Reproduce, word for word, the stretch of lines below from the one containing "indicate the tribal" through the last line.
+-------+
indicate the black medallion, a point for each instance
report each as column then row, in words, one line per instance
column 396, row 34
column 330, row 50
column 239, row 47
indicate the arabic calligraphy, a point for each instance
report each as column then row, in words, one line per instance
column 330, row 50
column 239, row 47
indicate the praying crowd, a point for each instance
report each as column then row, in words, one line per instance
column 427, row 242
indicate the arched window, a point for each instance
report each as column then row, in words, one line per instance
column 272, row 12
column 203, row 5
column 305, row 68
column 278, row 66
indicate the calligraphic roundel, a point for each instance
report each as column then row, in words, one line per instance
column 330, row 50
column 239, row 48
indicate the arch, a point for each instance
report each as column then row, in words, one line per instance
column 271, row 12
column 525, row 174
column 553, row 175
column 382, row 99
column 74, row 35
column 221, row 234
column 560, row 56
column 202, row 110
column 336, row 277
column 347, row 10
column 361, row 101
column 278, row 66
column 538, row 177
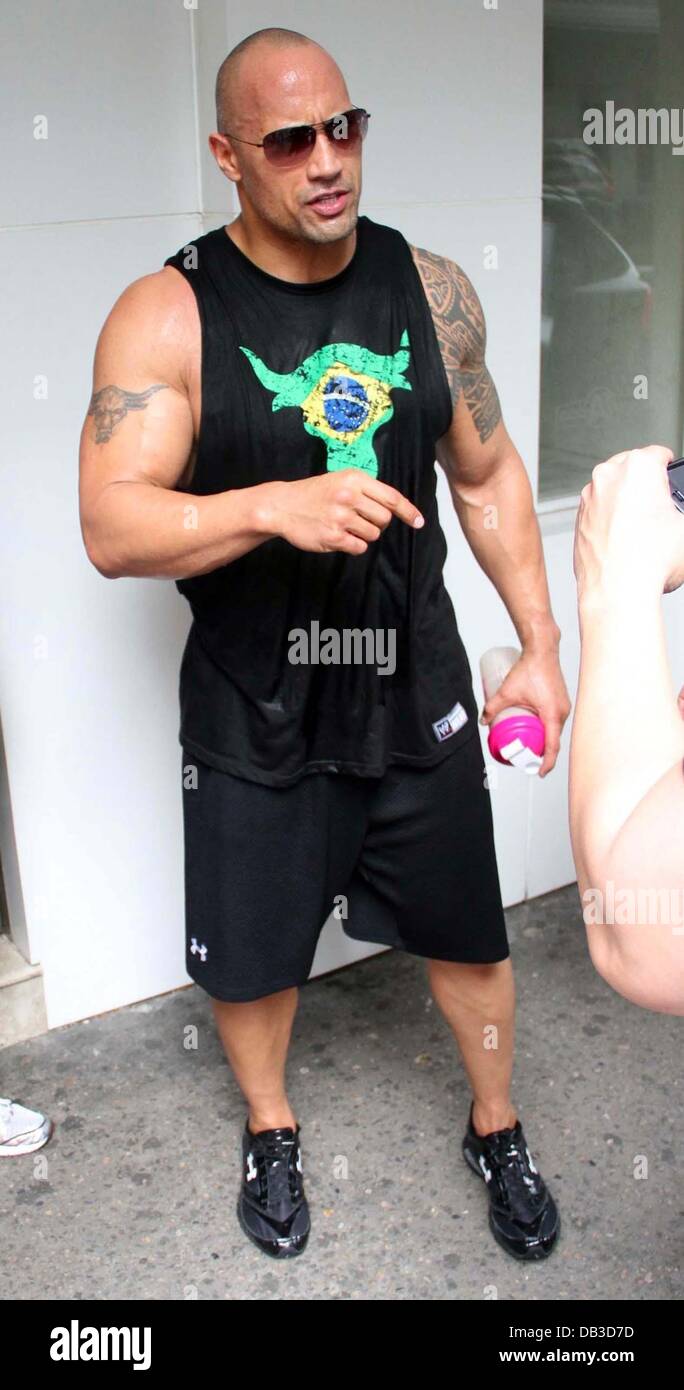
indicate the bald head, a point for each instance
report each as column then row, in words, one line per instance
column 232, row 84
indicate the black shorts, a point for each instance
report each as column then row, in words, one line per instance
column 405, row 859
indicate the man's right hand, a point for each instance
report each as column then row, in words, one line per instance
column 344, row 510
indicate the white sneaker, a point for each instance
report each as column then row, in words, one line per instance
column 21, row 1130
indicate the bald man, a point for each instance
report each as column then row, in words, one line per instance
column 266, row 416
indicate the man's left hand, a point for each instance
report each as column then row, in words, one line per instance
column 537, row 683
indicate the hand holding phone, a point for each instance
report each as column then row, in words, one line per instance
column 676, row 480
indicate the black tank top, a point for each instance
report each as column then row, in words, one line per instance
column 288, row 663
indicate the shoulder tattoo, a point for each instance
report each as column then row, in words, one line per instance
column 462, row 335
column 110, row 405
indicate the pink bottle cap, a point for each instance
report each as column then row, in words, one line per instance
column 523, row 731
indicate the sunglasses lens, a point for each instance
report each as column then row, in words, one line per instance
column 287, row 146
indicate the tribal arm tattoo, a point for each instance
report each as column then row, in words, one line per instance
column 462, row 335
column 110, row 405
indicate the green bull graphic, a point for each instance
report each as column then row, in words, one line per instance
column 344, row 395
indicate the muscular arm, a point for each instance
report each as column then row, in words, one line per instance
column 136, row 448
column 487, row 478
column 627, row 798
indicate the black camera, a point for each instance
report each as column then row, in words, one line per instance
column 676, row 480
+-------+
▸ **RESPONSE**:
indicate the tribal arm tattoo, a point for each instance
report each as column then row, in words, one line per instance
column 462, row 335
column 110, row 405
indicate the green bull graphic, a point for each instance
report each as column then row, in words, one line per instance
column 344, row 395
indicate the muscular arm, a point for each instance
report each as column then row, in words, one line per instance
column 136, row 448
column 487, row 478
column 627, row 798
indicate the black camera, a point for each instance
report each as column then row, in words, one line per instance
column 676, row 480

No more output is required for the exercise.